▶ _Task brief_: Extract every one of the lines below word for word, omitting the pictures from your answer.

Point labeling data based on photos
--------------------------------
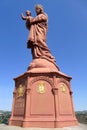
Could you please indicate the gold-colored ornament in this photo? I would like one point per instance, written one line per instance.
(41, 88)
(63, 88)
(20, 91)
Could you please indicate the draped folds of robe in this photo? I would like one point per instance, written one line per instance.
(37, 37)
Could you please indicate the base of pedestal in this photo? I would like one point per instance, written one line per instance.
(42, 99)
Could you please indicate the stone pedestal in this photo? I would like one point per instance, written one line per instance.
(42, 98)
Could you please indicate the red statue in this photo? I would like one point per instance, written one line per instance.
(37, 37)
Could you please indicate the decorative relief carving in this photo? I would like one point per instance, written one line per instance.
(49, 80)
(20, 91)
(41, 87)
(63, 88)
(19, 106)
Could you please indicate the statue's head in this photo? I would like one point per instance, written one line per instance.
(28, 13)
(39, 9)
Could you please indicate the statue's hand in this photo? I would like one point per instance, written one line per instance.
(22, 16)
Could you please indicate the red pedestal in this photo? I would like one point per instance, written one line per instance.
(42, 99)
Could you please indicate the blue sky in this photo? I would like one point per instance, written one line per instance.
(67, 40)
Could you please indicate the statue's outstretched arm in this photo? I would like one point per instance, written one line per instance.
--------------------------------
▶ _Answer for this exercise_:
Could you please indicate the gold-colored ornament in this photo? I would like one point per instance, written one line per instance.
(41, 88)
(63, 88)
(20, 91)
Could you please indicate the draped folds of robe in this photo? I would like one point per instance, written one line per instance.
(37, 37)
Could you please indicate the base of pedestal in this photo? I would like one point per instance, written one line per instance.
(42, 99)
Could you please indicate the stone pedestal in this photo? I would like one point per instance, written one line per instance.
(42, 98)
Could you please indicate the red statue in this photo? I would like one point per instance, written one line per instance.
(37, 37)
Could you please indicate the decorative relief carving in this photo? I would like one point per instance, written one line per instance.
(49, 80)
(20, 91)
(41, 87)
(63, 88)
(19, 106)
Could you please indicate the statue's head in this photo? I would like one point per instance, written one line per instance.
(28, 13)
(39, 9)
Could you please indicate the statue's hand in this photo? I would like one point per instance, written one line per instance.
(22, 16)
Could you please indicate the red pedestal in this photo? I would like one point per instance, written one line per instance.
(42, 99)
Could you please indicate the blue sky in this photo? I would like one point per instance, written one line per instance.
(67, 40)
Could you please indicate the statue's outstretched arm in this photo? I would like one point per instance, written one line per instance.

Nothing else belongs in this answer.